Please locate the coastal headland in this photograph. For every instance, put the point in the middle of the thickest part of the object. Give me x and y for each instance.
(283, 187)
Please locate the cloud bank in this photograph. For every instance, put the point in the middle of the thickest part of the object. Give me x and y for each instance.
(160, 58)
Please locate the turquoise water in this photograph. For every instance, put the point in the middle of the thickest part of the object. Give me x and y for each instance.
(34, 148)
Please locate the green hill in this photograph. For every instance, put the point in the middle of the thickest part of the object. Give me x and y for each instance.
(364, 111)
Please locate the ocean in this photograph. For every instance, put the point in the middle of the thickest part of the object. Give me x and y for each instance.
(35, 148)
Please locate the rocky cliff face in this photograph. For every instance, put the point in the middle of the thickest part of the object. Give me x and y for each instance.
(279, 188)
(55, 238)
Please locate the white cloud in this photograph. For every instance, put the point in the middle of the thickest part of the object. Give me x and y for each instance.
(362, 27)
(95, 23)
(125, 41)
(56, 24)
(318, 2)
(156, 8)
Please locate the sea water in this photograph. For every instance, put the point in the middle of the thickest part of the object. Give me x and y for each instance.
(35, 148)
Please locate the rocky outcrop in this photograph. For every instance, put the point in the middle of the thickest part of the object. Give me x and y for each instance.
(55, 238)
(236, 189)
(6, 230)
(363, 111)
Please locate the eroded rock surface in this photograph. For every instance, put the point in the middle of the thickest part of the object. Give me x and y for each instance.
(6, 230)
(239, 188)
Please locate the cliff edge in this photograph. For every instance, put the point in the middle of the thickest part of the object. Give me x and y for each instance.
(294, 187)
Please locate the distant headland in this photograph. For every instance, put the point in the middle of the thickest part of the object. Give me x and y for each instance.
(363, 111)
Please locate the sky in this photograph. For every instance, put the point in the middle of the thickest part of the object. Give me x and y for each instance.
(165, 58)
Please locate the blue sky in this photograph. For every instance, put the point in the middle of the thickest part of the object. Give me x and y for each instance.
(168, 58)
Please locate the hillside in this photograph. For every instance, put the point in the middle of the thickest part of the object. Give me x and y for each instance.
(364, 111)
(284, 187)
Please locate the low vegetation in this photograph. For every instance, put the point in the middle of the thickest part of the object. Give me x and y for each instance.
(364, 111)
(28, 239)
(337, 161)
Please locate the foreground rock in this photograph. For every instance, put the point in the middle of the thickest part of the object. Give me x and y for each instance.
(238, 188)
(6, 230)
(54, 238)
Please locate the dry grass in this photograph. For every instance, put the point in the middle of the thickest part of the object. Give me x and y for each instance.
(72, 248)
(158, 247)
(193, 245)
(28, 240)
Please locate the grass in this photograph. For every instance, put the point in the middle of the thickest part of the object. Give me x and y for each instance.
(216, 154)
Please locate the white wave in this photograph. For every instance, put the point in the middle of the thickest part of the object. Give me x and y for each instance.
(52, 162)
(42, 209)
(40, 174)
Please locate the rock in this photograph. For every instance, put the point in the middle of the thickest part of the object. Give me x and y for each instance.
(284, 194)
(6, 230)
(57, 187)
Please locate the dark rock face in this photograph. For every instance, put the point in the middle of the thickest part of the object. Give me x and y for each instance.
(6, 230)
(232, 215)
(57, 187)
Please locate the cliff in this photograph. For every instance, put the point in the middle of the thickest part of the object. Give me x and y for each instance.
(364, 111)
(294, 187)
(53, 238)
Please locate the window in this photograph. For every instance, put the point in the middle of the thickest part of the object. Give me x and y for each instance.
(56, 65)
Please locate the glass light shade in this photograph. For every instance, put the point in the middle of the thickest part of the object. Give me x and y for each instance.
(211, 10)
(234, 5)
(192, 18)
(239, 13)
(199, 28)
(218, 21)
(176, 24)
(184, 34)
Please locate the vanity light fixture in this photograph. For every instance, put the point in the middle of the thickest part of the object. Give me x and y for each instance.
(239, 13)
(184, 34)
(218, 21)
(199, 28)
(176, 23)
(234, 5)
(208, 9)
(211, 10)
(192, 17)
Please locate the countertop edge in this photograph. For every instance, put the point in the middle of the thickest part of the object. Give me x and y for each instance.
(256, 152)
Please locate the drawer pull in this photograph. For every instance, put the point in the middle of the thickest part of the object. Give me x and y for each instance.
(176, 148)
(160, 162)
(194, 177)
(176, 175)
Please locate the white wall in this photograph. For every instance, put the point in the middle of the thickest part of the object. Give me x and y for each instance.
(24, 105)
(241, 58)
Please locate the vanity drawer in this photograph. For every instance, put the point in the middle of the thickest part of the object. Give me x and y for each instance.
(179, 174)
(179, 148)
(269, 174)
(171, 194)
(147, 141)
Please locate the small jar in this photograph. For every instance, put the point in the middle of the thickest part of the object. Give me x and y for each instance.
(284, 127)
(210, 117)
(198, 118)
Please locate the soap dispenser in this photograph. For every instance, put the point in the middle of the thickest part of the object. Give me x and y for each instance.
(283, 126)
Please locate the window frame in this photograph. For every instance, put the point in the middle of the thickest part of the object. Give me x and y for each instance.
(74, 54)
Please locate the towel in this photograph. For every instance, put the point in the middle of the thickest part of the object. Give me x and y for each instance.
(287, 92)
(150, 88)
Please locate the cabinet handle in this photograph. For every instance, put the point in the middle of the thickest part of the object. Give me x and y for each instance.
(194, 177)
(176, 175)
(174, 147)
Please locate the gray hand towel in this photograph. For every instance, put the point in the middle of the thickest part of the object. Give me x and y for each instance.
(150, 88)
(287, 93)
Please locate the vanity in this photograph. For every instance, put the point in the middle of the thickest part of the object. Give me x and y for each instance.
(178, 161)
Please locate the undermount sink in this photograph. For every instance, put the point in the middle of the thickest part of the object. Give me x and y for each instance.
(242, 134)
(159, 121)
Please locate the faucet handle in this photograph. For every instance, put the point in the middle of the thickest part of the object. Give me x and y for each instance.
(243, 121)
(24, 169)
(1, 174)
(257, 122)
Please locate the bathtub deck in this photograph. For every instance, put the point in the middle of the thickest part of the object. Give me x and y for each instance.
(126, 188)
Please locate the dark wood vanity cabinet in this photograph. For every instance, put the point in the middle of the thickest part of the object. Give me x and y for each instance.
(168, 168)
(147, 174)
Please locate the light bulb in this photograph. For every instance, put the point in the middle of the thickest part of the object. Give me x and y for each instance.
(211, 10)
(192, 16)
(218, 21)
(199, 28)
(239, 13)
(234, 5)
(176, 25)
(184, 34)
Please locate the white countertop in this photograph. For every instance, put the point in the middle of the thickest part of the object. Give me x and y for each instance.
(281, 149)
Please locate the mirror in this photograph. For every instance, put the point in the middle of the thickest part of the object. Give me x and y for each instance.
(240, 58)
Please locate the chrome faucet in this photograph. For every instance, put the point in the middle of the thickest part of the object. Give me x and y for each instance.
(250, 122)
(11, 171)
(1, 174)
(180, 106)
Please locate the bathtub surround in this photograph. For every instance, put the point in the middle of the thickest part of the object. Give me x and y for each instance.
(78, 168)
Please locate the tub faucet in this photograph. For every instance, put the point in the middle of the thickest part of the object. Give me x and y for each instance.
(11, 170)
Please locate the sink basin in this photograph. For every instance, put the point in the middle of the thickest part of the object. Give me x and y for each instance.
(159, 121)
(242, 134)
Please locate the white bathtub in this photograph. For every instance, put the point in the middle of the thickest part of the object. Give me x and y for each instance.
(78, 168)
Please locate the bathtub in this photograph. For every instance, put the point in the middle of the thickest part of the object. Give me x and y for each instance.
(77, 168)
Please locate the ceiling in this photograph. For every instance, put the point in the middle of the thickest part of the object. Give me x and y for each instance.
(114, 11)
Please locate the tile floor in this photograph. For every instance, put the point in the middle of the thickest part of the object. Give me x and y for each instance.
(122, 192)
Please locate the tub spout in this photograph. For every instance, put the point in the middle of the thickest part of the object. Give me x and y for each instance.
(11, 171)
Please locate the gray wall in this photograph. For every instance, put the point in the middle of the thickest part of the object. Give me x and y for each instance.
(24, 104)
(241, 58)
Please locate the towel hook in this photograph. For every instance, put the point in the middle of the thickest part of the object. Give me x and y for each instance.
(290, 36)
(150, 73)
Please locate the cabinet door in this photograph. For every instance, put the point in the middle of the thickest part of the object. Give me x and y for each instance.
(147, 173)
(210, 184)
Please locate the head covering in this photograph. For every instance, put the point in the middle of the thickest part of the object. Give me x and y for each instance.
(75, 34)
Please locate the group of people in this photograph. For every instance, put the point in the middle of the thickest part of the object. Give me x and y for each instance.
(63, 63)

#### REQUIRED ACTION:
Copy verbatim the span of lines that begins with the line holding "Please locate the group" and ends at the last line of the records.

#### RESULT:
Please locate the group of people in this photograph. For every instance, put the point in the middle of the thickest part of the object. Give me x and y for each instance.
(63, 63)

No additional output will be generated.